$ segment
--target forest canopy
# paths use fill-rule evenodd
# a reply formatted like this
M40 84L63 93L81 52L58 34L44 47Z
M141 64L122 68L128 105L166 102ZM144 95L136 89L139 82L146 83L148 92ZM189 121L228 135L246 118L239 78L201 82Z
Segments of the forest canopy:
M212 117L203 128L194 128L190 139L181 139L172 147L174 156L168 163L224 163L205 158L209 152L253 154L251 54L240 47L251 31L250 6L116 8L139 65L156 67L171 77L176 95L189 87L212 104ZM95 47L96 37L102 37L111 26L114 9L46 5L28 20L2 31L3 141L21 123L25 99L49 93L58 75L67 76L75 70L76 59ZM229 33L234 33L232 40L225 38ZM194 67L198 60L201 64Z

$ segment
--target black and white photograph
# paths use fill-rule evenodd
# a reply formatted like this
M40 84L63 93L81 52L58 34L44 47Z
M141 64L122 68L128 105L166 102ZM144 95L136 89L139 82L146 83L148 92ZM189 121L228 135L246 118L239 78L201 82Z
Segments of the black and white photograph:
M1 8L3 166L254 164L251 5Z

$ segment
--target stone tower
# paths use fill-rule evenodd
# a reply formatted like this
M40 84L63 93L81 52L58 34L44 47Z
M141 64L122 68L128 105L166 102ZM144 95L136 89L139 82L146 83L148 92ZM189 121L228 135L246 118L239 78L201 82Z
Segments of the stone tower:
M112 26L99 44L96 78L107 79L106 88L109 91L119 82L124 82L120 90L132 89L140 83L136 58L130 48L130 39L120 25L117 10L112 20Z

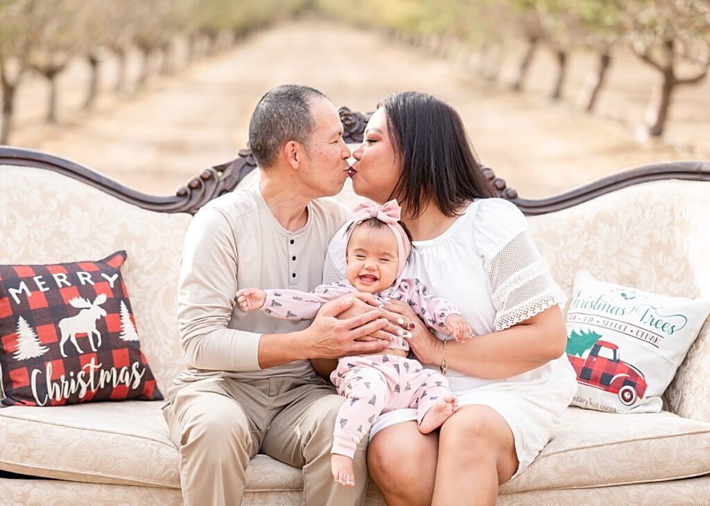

== == ==

Lay out the whole listing above as a JSON list of strings, one string per line, with blank lines skipped. Leave the picture out.

[
  "$ segment",
  "--target forest canopy",
  "# paths use fill-rule evenodd",
  "# a reply formatted like this",
  "M40 84L63 93L81 52L58 34L44 47Z",
  "M141 64L122 68L128 105L166 102ZM144 95L136 89L139 82L146 83L148 92ZM189 121L228 135L246 118L239 78L201 82Z",
  "Segments of the forest canopy:",
  "M212 117L203 128L194 128L190 139L181 139L172 147L174 156L168 163L224 163L205 158L209 152L253 154L251 54L240 47L251 31L250 6L116 8L139 65L156 67L171 77L176 95L189 87L212 104ZM95 47L96 37L102 37L111 26L114 9L46 5L28 20L2 31L3 141L21 123L25 99L49 93L58 75L67 76L75 70L76 59ZM229 33L234 33L232 40L225 38ZM194 67L198 60L201 64Z",
  "$ segment",
  "--target black and white photograph",
  "# paths use fill-rule evenodd",
  "# a reply formatted like this",
  "M40 84L63 93L81 52L58 34L44 47Z",
  "M141 64L122 68L128 105L166 102ZM144 95L136 89L139 82L146 83L148 92ZM189 121L228 135L246 118L239 78L201 82Z",
  "Segments of the black and white photograph:",
  "M1 8L3 166L254 164L251 5Z",
  "$ segment",
  "--target stone tower",
  "# paths use fill-rule evenodd",
  "# a reply formatted like this",
  "M40 84L63 93L81 52L58 34L44 47Z",
  "M141 64L122 68L128 105L166 102ZM144 95L136 89L139 82L146 83L148 92ZM189 121L228 135L246 118L239 78L201 82Z",
  "Segments of the stone tower:",
  "M112 26L99 44L96 78L107 79L106 88L109 91L119 82L124 82L120 90L132 89L140 83L136 58L130 48L130 39L120 25L117 10L112 20Z"
]